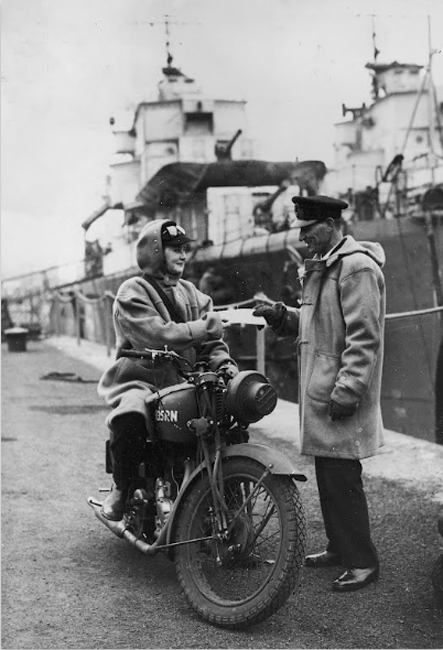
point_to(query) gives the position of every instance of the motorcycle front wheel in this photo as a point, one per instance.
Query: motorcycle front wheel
(245, 577)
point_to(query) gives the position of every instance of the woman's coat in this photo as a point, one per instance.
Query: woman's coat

* EXERCISE AIM
The expected output is the material above, repeated exactly and free of pictures.

* EXERCISE RESULT
point_to(query) gives the position of every instance of the motorcycle front wheel in this photo as a point, one per instance.
Query: motorcycle front wheel
(245, 577)
point_to(query) gives the position of every instance of the woman's coat in this photo as a point, one per instance.
Query: woman's coat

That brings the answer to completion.